(Records)
************
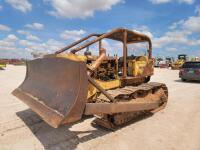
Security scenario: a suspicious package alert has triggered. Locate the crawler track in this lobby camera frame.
[93,82,168,130]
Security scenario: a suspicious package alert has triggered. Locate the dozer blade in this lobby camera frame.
[12,57,88,128]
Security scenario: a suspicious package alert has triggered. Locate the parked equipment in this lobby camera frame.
[179,61,200,81]
[171,54,187,70]
[13,28,168,129]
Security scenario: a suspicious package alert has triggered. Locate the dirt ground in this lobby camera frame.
[0,65,200,150]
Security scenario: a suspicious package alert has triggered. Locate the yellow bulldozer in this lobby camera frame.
[12,28,168,129]
[171,54,187,70]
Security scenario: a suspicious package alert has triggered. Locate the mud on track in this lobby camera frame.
[0,65,200,150]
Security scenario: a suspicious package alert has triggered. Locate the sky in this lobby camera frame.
[0,0,200,59]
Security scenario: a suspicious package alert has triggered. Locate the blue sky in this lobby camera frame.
[0,0,200,58]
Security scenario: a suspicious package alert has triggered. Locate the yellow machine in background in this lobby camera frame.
[171,54,187,70]
[13,28,168,129]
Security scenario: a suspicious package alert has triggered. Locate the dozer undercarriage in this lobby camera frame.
[13,28,168,129]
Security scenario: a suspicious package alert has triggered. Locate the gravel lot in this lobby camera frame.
[0,65,200,150]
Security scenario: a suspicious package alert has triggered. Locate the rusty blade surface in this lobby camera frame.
[13,57,88,128]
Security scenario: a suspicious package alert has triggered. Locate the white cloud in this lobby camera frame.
[5,34,18,42]
[5,0,32,13]
[0,34,18,51]
[17,30,30,35]
[26,34,40,41]
[44,0,122,18]
[25,22,44,30]
[166,47,178,52]
[60,30,86,40]
[149,0,195,4]
[17,30,40,41]
[133,25,153,38]
[0,24,11,32]
[183,16,200,33]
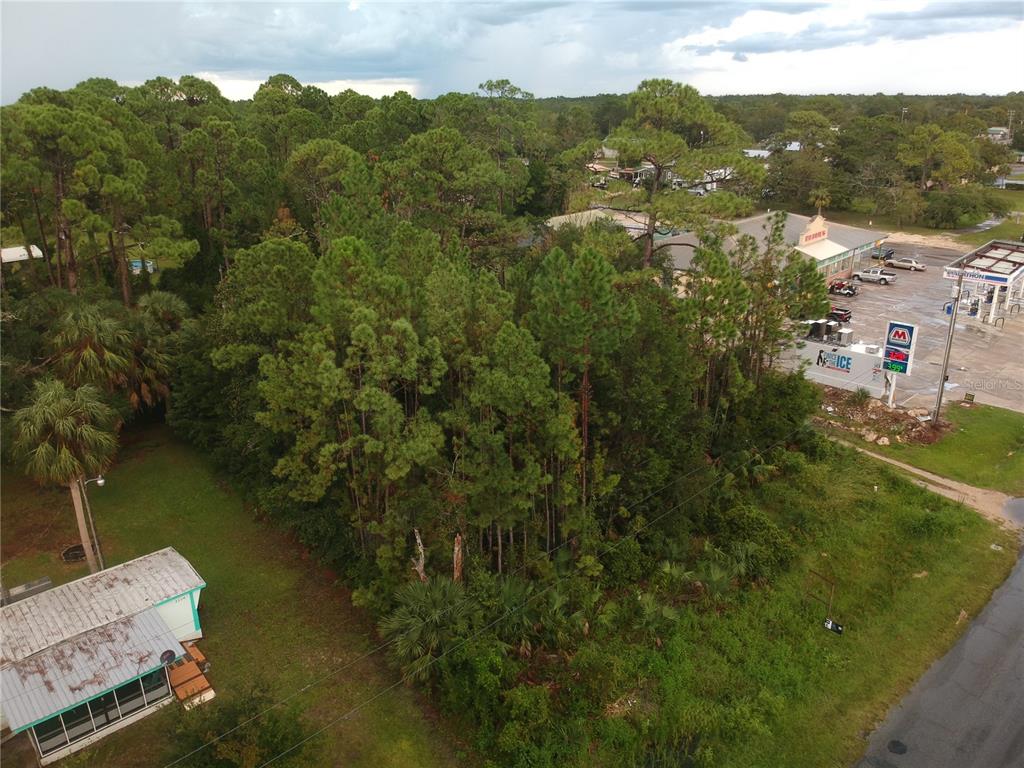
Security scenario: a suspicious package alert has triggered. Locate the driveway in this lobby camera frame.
[833,243,1024,413]
[857,558,1024,768]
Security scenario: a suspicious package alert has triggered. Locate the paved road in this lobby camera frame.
[857,558,1024,768]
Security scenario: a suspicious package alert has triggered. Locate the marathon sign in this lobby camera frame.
[882,321,918,375]
[942,266,1010,286]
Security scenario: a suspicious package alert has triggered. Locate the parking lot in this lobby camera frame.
[833,244,1024,412]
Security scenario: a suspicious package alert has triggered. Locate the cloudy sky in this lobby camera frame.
[0,0,1024,103]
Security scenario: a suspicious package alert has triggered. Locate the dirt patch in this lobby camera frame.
[886,232,972,253]
[815,387,949,445]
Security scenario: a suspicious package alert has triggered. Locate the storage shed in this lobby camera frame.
[0,547,206,765]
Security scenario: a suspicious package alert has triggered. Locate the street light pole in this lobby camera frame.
[932,256,967,427]
[79,475,106,570]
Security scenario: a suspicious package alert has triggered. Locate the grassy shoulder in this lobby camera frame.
[956,216,1024,246]
[871,404,1024,496]
[684,449,1018,768]
[3,428,465,768]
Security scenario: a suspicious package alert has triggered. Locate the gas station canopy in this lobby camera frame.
[943,240,1024,290]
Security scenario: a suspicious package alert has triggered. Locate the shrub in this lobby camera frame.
[925,185,1007,229]
[174,681,321,768]
[711,504,796,581]
[601,536,650,589]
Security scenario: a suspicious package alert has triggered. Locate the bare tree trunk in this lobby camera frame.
[79,479,106,570]
[580,362,590,518]
[29,187,60,287]
[452,534,462,584]
[412,528,427,582]
[68,477,99,573]
[108,207,132,307]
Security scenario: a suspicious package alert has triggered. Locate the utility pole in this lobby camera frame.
[932,254,970,427]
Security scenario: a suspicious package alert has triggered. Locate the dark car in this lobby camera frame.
[828,280,857,296]
[826,304,853,323]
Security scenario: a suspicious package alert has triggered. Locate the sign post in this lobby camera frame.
[882,321,918,376]
[882,321,918,408]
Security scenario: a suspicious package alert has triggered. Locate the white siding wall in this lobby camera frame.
[157,591,203,640]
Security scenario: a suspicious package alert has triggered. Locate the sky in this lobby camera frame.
[0,0,1024,103]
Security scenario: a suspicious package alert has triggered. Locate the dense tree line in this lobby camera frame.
[3,76,847,766]
[541,92,1024,228]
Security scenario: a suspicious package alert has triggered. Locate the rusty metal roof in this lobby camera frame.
[0,547,206,667]
[0,608,184,731]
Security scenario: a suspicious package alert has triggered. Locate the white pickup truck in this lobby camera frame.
[853,266,896,286]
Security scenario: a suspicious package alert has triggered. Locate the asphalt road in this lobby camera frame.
[857,558,1024,768]
[833,243,1024,412]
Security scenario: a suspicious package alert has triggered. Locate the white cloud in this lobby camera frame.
[196,72,420,101]
[667,23,1024,94]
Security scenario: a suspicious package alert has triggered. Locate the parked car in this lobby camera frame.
[853,266,896,286]
[828,280,859,296]
[886,256,927,272]
[825,304,853,323]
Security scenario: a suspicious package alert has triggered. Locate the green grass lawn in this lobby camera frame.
[987,187,1024,211]
[2,427,466,768]
[819,211,946,234]
[871,404,1024,496]
[955,211,1024,246]
[704,449,1018,768]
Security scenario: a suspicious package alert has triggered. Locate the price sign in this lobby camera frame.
[882,321,918,374]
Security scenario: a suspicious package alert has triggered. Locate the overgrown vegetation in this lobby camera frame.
[3,75,1019,768]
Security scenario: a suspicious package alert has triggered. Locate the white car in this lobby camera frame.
[886,256,927,272]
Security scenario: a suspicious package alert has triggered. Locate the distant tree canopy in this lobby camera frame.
[0,75,1011,767]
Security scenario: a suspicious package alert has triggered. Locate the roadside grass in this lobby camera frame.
[871,403,1024,496]
[955,216,1024,246]
[3,427,471,768]
[986,186,1024,212]
[802,210,948,234]
[708,447,1019,768]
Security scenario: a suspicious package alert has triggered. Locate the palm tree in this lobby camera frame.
[381,578,472,682]
[807,186,831,216]
[49,304,132,393]
[14,379,118,573]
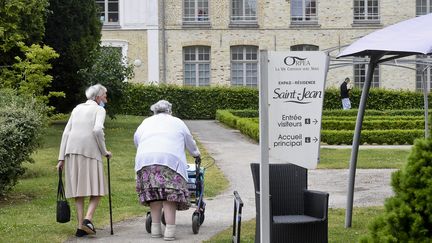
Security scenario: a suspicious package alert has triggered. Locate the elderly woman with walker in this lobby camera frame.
[134,100,200,241]
[57,84,112,237]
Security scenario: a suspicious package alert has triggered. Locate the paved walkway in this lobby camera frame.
[69,121,409,243]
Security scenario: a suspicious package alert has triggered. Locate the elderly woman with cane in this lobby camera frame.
[134,100,200,241]
[57,84,112,237]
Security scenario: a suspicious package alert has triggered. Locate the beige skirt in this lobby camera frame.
[64,154,108,198]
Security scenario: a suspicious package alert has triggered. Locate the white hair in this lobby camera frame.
[150,100,172,115]
[86,84,107,100]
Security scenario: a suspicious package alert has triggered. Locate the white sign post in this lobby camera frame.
[260,51,329,242]
[268,51,328,169]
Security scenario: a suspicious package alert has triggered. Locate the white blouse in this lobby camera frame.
[58,100,108,161]
[134,113,200,180]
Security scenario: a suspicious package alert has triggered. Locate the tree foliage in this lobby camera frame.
[80,47,134,117]
[0,0,48,63]
[44,0,102,112]
[362,139,432,243]
[0,0,61,107]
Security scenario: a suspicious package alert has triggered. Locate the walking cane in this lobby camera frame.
[107,157,114,235]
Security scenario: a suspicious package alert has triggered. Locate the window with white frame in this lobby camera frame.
[416,0,432,91]
[290,45,319,51]
[354,58,380,88]
[354,0,380,23]
[416,56,432,91]
[291,0,318,24]
[183,46,210,86]
[101,40,129,65]
[96,0,119,25]
[183,0,209,22]
[231,46,258,87]
[416,0,432,16]
[231,0,257,22]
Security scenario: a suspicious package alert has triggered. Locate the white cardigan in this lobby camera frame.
************
▶ _Task details_:
Could you reproduce the stretch of the listing above from its start through the line containing "[12,57,88,128]", with each line given again, requests included, and every bounding-box coordinate raised by 149? Leave the pictures out of your answer.

▶ _Result of this exercise_:
Security scenario: a suspicious package alert has triggered. Locate the crawler track in this lobby camera frame.
[242,231,317,279]
Security scenario: a suspicious package alert has triggered. Locate the dozer blade in this lobby camera frame.
[161,206,237,277]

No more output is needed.